## Отрывок текста
Евреи, конфуцианцы и протестанты. Культурный капитал и конец мультикультурализма — страница 19 из 44

К моменту подписания Японией безоговорочной капитуляции в 1945 г. изрядная часть ее промышленной базы и инфраструктуры была разрушена американскими бомбардировками. Тем не менее к 1953 г. японская экономика уже была готова совершить новое чудо: в период с 1954 по 1973 г. она росла в среднем на 9% в год. За два десятилетия она продемонстрировала шестикратный рост, что вывело ее на третье место — после США и СССР — в ряду мировых экономических держав.

В 1945 г. Тайвань и Корея были освобождены из-под власти рушащейся Японской империи. Обе эти территории были крайне бедными с точки зрения как благосостояния людей, так и наличия природных ресурсов. Обе они вскоре столкнулись с серьезными угрозами своей безопасности: Тайвань — со стороны ставшего коммунистическим материкового Китая; Корея — в связи с поддержанным советскими и китайскими коммунистами вторжением Северной Кореи в Южную. И Тайвань, и Южная Корея получили значительную экономическую и военную помощь от США.

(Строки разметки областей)
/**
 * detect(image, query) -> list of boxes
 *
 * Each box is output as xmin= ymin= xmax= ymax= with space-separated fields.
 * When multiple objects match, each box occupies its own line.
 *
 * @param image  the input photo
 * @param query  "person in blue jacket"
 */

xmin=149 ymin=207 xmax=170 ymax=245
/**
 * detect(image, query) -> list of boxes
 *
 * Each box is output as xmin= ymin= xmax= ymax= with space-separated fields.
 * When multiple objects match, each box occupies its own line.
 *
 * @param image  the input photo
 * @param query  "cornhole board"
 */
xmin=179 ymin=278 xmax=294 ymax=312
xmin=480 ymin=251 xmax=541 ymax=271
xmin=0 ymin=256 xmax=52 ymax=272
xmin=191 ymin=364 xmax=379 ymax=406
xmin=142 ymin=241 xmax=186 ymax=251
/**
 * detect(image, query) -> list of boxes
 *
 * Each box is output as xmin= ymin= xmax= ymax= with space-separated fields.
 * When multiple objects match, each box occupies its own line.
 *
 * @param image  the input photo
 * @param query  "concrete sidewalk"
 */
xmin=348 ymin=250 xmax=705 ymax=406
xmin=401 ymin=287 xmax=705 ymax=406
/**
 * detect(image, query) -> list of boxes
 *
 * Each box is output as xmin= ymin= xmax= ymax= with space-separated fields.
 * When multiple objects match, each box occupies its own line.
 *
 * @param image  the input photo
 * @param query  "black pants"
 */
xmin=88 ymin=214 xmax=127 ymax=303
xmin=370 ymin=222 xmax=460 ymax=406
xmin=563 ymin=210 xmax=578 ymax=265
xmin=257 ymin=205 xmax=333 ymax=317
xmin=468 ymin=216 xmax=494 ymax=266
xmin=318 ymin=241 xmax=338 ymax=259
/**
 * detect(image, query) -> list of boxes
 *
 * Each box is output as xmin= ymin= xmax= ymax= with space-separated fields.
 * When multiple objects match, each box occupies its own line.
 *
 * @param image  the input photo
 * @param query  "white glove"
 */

## Задание
Сократите абзац отрывка о послевоенной экономике Японии, Тайваня и Кореи, который начинается словами «В 1945 г. Тайвань и Корея», и сохраните его основные факты. Строки для работы не понадобятся.

## Результат выполнения
В 1945 г. Тайвань и Корея освободились от власти Японской империи. Обе территории были очень бедны и по благосостоянию людей, и по природным ресурсам. Вскоре их безопасности стали угрожать: Тайваню — коммунистический материковый Китай, Корее — вторжение Северной Кореи в Южную при поддержке советских и китайских коммунистов. Тайвань и Южная Корея получили от США значительную экономическую и военную помощь.